_SUPPLIED ENTRIES_.
-- START --

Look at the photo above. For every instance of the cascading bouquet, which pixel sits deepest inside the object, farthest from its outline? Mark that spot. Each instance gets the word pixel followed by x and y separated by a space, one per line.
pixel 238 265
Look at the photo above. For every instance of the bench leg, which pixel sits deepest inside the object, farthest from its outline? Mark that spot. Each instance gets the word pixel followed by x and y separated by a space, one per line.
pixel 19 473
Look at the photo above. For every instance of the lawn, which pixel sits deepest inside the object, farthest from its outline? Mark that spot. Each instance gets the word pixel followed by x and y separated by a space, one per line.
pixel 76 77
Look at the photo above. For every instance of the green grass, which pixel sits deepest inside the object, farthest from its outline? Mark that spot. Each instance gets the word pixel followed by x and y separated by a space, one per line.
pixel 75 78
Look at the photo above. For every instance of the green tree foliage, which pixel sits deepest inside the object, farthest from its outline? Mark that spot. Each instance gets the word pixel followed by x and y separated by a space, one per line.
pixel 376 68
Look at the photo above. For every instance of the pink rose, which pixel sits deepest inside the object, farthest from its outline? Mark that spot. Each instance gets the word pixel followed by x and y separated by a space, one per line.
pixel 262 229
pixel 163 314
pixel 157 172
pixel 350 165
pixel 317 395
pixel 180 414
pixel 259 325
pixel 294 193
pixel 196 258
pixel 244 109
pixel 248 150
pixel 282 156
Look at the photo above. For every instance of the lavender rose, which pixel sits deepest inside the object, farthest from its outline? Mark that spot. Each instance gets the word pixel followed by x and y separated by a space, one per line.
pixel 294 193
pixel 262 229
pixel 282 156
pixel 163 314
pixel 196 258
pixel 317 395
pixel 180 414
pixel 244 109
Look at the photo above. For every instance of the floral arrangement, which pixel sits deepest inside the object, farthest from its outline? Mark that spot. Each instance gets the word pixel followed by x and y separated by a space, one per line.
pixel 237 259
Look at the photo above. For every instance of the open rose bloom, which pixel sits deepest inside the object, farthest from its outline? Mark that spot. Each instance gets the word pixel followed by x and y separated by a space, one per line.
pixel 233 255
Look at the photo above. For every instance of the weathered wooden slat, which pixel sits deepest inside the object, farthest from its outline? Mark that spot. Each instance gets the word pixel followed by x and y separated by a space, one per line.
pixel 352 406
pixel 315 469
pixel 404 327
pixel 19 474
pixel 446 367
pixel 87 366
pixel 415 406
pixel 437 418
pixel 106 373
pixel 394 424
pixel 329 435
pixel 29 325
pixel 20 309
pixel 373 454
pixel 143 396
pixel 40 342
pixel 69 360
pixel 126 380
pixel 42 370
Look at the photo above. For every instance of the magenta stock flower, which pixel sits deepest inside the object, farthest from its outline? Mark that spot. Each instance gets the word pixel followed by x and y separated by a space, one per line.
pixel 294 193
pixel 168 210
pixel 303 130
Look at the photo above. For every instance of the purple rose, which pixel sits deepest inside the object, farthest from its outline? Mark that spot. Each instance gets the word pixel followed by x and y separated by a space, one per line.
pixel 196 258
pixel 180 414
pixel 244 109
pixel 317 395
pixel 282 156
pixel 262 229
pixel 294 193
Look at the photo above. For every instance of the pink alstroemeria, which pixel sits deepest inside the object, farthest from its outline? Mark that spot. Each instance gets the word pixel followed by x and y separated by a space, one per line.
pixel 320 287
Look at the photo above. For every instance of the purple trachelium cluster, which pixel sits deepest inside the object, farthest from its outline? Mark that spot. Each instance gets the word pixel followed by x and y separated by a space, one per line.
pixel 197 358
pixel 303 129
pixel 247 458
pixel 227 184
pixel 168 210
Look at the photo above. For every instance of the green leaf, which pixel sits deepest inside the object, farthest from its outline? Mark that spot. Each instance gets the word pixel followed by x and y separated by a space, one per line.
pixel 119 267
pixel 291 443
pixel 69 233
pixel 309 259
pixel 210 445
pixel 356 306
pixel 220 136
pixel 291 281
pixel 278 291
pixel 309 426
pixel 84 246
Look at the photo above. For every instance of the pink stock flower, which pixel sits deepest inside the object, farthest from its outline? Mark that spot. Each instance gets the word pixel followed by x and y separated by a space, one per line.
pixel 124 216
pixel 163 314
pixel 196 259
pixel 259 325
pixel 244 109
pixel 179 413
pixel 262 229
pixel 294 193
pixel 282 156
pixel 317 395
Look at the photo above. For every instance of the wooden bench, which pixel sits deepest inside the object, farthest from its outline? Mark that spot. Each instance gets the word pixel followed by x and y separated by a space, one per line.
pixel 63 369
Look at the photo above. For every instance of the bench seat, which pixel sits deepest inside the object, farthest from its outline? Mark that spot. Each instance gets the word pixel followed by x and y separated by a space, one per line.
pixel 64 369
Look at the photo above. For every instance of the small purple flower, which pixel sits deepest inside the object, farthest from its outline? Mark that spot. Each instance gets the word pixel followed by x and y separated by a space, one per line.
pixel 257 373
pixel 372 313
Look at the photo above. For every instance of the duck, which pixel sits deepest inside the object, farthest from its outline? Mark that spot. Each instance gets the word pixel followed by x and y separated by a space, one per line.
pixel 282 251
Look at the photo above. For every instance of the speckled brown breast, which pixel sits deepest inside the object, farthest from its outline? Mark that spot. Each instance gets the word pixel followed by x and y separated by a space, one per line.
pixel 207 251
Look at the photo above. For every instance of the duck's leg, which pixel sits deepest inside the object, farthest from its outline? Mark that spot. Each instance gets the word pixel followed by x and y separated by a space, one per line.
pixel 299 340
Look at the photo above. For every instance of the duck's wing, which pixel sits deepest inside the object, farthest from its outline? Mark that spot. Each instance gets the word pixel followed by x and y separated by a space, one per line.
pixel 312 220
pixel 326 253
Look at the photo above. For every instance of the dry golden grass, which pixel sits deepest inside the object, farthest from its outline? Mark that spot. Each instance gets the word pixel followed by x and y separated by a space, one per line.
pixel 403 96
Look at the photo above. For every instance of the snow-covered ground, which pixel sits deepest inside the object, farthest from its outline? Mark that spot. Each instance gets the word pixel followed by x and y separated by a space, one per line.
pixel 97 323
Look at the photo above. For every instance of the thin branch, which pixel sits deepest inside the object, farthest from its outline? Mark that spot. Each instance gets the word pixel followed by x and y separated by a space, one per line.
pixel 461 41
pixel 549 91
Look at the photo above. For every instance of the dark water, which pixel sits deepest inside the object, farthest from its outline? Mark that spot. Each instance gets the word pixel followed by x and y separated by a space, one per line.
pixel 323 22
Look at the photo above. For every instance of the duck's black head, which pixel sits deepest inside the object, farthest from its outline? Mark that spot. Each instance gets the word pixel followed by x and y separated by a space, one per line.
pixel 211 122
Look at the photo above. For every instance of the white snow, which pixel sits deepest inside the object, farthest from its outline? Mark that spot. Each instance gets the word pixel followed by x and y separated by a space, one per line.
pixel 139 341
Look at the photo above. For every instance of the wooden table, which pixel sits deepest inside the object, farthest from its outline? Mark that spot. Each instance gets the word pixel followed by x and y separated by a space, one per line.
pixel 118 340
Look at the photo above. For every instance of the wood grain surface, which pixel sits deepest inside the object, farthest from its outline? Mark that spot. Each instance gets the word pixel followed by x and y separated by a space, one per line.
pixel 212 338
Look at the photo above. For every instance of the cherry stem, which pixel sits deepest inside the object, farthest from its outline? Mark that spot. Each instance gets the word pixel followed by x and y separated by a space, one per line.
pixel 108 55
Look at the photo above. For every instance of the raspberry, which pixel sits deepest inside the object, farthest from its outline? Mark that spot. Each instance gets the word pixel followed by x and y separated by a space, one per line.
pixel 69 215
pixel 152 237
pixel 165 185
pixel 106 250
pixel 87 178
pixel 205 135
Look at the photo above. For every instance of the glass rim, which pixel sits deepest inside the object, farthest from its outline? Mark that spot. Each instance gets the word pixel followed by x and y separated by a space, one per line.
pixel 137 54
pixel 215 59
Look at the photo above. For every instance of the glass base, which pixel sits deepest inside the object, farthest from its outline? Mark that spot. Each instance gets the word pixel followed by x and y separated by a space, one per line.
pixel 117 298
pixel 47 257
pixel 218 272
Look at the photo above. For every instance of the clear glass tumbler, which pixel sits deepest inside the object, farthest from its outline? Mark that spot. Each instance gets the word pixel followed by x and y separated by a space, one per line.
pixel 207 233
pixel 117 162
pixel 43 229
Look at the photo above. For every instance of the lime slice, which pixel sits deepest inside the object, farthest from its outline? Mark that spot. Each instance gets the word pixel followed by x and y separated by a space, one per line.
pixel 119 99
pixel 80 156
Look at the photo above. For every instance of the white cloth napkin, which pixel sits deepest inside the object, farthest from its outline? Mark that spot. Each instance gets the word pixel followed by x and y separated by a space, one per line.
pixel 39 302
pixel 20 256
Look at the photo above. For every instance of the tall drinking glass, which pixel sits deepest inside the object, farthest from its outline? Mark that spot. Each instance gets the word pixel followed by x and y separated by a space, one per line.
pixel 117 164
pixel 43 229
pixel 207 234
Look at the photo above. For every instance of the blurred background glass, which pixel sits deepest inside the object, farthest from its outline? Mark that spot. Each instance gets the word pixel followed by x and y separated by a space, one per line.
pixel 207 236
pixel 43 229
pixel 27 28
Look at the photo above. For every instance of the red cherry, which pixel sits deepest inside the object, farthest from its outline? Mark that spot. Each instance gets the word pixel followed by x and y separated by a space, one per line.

-- END --

_REQUIREMENT_. Can you write out the data again, every line in full, from the line containing "the raspberry, which" through the line containing "pixel 69 215", but with each coordinate in the answers increased by 6?

_RESULT OF THIS EXERCISE_.
Look at the photo above. For every instance of the raspberry, which pixel sits deepest inside the object, farthest from its outline? Mark that spot. Each instance gets the word pixel followed by x and y separated by a space, one per line.
pixel 75 221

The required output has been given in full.